BEGIN DATA PROVIDED

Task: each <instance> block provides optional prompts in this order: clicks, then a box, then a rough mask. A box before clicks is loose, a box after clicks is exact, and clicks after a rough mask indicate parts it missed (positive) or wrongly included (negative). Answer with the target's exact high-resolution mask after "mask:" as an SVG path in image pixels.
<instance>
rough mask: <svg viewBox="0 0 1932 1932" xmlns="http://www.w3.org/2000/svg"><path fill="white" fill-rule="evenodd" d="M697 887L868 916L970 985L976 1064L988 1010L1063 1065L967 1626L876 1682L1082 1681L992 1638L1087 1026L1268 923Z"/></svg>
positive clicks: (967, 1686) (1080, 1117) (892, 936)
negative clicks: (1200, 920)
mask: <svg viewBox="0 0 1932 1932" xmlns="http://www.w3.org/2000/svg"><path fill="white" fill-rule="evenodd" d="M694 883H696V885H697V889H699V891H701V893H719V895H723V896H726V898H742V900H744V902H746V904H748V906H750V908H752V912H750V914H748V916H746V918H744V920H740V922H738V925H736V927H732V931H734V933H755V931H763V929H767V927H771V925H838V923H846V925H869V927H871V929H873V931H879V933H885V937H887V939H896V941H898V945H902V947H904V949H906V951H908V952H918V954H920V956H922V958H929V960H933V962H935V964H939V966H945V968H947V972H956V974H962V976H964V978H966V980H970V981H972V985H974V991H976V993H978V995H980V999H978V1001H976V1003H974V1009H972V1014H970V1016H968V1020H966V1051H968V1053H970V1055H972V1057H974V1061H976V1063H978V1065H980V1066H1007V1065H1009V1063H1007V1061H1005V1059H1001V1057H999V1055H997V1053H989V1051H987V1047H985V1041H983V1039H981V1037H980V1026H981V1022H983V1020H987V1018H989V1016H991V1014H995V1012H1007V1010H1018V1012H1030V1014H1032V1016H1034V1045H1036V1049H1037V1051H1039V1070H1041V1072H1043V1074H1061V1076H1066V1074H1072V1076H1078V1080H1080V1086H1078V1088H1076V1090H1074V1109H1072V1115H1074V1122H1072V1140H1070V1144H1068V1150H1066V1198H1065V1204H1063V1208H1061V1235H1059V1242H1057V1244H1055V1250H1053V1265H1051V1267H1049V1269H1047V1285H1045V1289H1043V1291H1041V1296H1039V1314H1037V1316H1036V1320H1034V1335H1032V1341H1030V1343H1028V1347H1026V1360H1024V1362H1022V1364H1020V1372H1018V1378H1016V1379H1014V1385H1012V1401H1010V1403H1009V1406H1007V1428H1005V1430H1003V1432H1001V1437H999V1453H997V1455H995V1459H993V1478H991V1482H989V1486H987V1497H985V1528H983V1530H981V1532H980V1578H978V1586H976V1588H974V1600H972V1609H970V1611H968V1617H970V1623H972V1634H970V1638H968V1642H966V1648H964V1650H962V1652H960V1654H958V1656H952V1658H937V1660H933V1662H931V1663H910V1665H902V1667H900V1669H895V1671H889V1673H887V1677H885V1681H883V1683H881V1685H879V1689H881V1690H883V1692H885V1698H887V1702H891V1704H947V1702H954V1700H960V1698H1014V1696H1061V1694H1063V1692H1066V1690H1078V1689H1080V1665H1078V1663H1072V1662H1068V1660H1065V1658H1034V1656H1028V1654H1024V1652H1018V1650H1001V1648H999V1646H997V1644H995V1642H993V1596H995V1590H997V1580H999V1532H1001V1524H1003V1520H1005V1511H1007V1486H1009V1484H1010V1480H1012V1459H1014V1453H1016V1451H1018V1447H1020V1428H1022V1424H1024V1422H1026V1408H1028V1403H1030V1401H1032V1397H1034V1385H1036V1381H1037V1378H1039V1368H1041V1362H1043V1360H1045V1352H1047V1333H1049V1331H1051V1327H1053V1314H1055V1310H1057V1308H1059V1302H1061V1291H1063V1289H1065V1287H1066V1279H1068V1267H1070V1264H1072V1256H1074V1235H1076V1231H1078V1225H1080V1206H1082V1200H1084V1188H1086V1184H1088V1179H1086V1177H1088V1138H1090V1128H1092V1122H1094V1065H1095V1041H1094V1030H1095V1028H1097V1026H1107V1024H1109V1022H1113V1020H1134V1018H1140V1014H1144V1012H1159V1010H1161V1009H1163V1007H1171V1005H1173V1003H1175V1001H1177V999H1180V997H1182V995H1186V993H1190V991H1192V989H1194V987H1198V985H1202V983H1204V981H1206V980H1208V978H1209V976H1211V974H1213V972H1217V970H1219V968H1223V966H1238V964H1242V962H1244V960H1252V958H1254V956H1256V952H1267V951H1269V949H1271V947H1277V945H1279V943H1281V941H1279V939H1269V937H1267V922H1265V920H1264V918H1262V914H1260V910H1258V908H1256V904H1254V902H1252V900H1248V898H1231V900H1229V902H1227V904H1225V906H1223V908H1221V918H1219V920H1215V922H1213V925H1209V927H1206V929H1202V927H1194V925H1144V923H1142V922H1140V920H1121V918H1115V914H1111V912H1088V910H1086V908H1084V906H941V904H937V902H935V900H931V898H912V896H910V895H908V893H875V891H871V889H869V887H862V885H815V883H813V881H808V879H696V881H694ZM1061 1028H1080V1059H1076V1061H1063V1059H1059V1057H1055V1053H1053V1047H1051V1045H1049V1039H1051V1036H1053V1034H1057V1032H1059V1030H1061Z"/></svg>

END DATA PROVIDED

Beginning at the first line of the data above, retype each line until you reach the line containing "positive clicks: (967, 1686)", and include that one too. Add nothing else.

Task: each <instance> block provides optional prompts in this order: clicks, then a box, then a rough mask. A box before clicks is loose, a box after clicks is exact, and clicks after a rough mask indicate parts it missed (positive) or wrongly included (negative). Answer with the target's exact high-resolution mask after "mask:" as an SVG path in image pixels.
<instance>
rough mask: <svg viewBox="0 0 1932 1932" xmlns="http://www.w3.org/2000/svg"><path fill="white" fill-rule="evenodd" d="M697 887L868 916L970 985L976 1064L988 1010L1063 1065L967 1626L876 1682L1082 1681L992 1638L1087 1026L1268 923Z"/></svg>
positive clicks: (967, 1686) (1080, 1117) (892, 936)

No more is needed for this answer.